• _DOCUMENT SECTION_
Home  |    Azo  |   Writings   |

This is an expanded version of the article that originally appeared in the May/June 1998 issue of View Camera.

ON PRINTING
And why there in no such thing as a difficult negative to print

Michael A. Smith

In the best of all possible worlds, all exposures would be perfect—neither over nor under exposed, and all negatives would be developed for the right amount of time. All negatives would then print on a normal grade of paper, require a standard amount of exposure, and require no dodging or burning-in. Perhaps I don’t know the right people, but I have yet to meet a photographer who lives in that perfect world. Even those who have done seemingly interminable testing and refining of exposure and development techniques often have negatives that aren’t exactly right on and/or that require extensive dodging and burning-in. If you are one of those photographers that does live in that perfect world where all negatives are perfect, read no further; I have nothing to teach you. On the other hand, if you are like the rest of us who sometimes have negatives that have wonderful things in them but that are difficult-to-impossible to print, this article is written for you, with the hope that it will make your time in the darkroom less difficult and more productive.

Over the years, many photographers, some quite accomplished, have come to my studio in the country in eastern Pennsylvania to learn to make better prints. Most of these photographers can already print fairly well—in some cases very well, but nonetheless they want to see exactly how I make my prints and to learn how to make their prints not only better, but with less effort. Since relatively few photographers are able to come here to work with me personally, I am writing about my approach to printing in hopes that it will be helpful to a greater audience.

Although I only make contact prints on Azo and develop them in Amidol, and although some of the things I do while printing are specific to the materials I use, it will be easy for those who make enlargements to adapt my approach to their materials.

Outside of making perfect negatives every time, there are two main ways to insure that all of your negatives will be relatively easy to print. One is to use a metronome to time exposures. The other is to use the method I call "outflanking the print." Both are explained here in detail. A short discussion of my processing procedures for archival permanence concludes the article. Of course it should go without saying that the making of any fine print primarily involves the making of many aesthetic decisions, but a discussion of the basis for those decisions is for another time. This article only deals with a way of working once those decisions have been made.

On Metronomes—and why using one to time print exposures is absolutely essential:

Back in 1970 I was printing my first portfolio and trying to make twenty-five identical prints from each of twelve negatives. One print, even though it was a straight print that required no dodging or burning-in, would not print the same way twice in a row. Consistently, some prints were lighter and some were darker. At that time I was using a Gra Lab timer to control the exposure for my prints—a timer that shut the light off automatically. Since I had a voltage regulator connected to the light source, I couldn’t figure out what the problem was. At some point, I thought the only possible cause had to be that the timer was not shutting the light off at the same instant each time. I had previously read that Ansel Adams recommended using a metronome to time print exposures, but I had thought that the ticking would drive me nuts so I had never bothered to try one. But now, in my frustration with this print, on a Sunday night I drove 50 miles to a friend’s house, borrowed an electric metronome, drove home and went back into the darkroom.

• _DATA BLOCK_
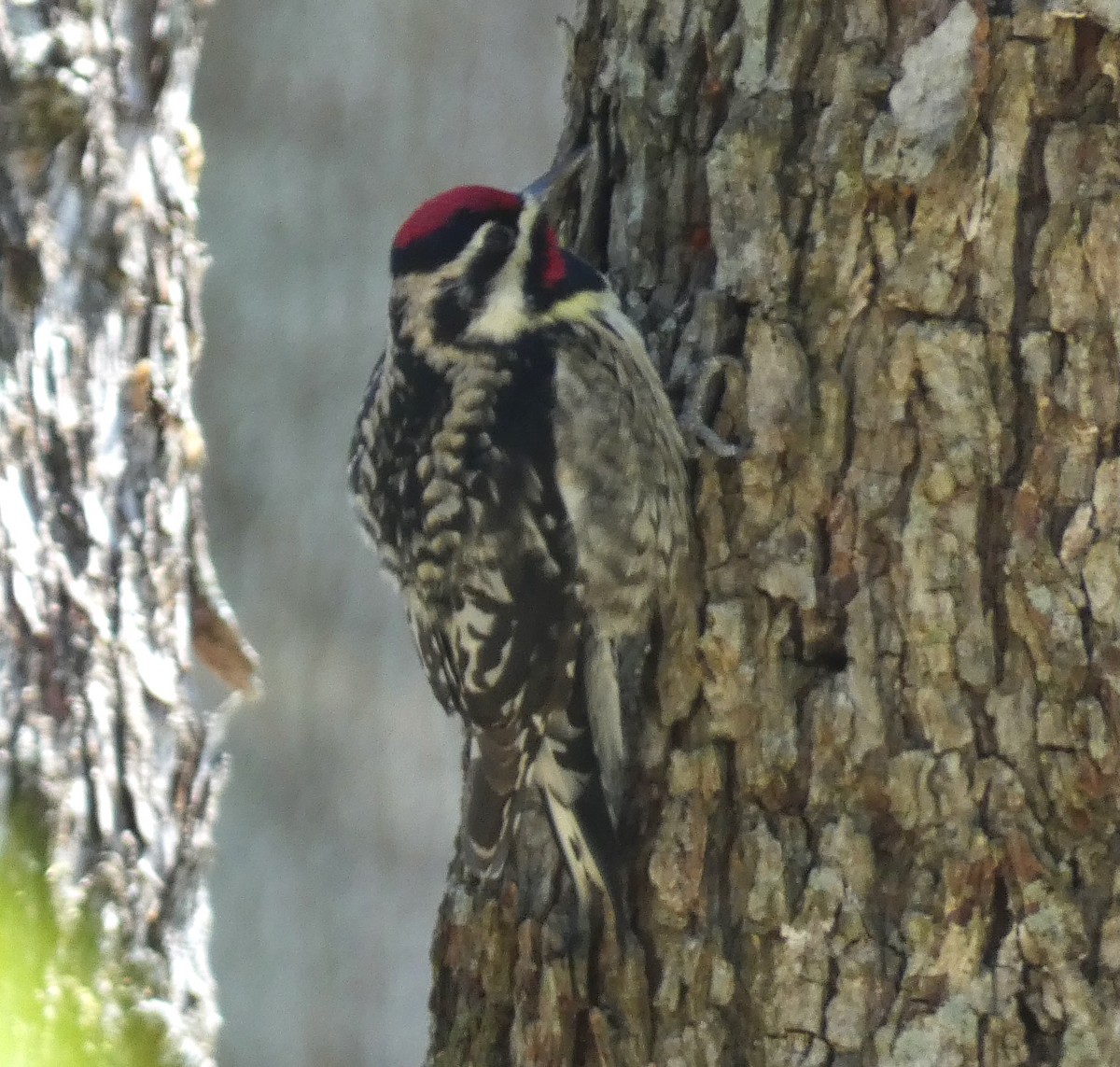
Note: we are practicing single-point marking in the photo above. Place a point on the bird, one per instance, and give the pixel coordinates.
(519, 469)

• _WHAT TO PRODUCE_
Rewrite the paragraph of the article on printing that begins "Outside of making perfect negatives every time" as a short bulleted list that keeps its main facts.

• _WRITTEN ANSWER_
- Apart from making perfect negatives every time, there are two main ways to make all negatives relatively easy to print:
  - using a metronome to time exposures
  - using the method the author calls "outflanking the print"
- Both methods are explained in detail.
- A short discussion of processing procedures for archival permanence ends the article.
- Making any fine print mainly involves many aesthetic decisions. The basis for those decisions is left for another time.
- The article covers only a way of working once those decisions have been made.